> DATA FOR PROCESSING:

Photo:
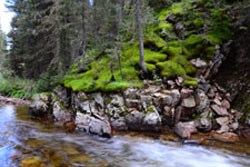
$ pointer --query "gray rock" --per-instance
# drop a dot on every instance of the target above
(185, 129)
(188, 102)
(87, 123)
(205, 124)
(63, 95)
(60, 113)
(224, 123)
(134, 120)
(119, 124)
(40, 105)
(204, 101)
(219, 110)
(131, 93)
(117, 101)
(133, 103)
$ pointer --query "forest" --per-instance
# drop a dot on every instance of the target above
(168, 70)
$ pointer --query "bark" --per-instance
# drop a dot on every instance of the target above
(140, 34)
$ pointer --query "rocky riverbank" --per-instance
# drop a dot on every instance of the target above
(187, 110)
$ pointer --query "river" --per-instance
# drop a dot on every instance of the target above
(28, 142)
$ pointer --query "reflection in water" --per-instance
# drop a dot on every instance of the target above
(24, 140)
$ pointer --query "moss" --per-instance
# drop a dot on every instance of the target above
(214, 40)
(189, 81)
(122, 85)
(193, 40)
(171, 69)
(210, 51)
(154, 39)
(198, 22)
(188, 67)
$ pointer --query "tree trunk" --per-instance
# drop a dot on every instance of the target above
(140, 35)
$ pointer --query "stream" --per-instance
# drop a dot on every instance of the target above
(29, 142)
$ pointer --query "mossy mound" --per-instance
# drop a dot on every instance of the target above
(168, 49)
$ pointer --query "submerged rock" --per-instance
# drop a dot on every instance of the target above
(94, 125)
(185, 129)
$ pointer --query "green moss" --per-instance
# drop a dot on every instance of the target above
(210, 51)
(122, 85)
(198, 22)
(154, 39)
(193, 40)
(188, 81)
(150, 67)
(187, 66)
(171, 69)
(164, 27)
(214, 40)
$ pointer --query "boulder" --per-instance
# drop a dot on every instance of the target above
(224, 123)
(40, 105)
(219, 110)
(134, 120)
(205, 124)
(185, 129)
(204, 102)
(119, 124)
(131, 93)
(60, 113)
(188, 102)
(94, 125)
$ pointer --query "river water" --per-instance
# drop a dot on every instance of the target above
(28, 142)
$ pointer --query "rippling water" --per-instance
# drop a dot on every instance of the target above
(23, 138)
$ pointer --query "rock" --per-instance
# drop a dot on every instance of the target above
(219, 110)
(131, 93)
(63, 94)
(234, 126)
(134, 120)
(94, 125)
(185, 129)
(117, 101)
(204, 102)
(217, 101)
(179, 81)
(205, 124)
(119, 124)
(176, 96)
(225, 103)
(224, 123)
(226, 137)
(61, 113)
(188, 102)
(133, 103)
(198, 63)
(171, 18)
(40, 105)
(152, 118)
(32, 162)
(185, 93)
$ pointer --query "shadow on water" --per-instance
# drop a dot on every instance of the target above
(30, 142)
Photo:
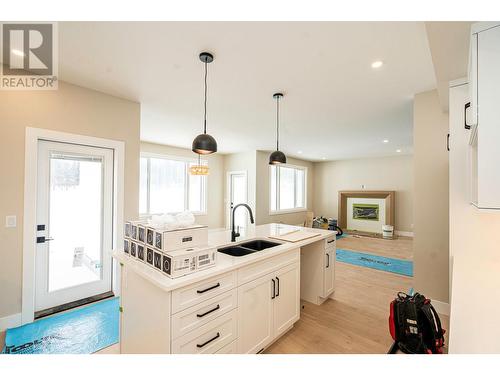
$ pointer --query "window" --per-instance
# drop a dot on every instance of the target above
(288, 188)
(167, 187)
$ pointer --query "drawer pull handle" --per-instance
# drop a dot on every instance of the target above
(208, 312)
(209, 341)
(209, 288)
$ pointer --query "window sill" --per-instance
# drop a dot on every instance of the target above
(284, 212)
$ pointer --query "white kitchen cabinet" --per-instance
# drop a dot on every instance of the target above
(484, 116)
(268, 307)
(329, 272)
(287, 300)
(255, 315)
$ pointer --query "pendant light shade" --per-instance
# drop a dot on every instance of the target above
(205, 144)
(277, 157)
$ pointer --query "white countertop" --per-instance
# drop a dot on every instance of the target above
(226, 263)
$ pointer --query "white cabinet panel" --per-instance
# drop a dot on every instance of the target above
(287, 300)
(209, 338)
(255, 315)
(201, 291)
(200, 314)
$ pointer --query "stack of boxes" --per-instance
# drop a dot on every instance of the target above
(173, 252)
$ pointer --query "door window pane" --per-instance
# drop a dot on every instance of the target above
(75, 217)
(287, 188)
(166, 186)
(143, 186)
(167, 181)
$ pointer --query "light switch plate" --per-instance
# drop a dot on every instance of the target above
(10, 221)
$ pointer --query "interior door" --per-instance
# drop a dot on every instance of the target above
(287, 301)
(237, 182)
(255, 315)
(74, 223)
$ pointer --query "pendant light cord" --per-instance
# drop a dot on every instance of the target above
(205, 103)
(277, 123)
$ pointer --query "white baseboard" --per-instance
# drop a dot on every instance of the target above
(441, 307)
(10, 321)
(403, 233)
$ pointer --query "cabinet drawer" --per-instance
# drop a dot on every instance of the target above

> WHAT YOU HAVE TO DO: In the records above, find the lines containing "light" and copy them.

> ANSWER SPACE:
$ pointer --query "pendant light shade" --per-instance
$ pointer --query "light switch plate" --per-instance
$ pointer --query "pendant light cord" --per-instance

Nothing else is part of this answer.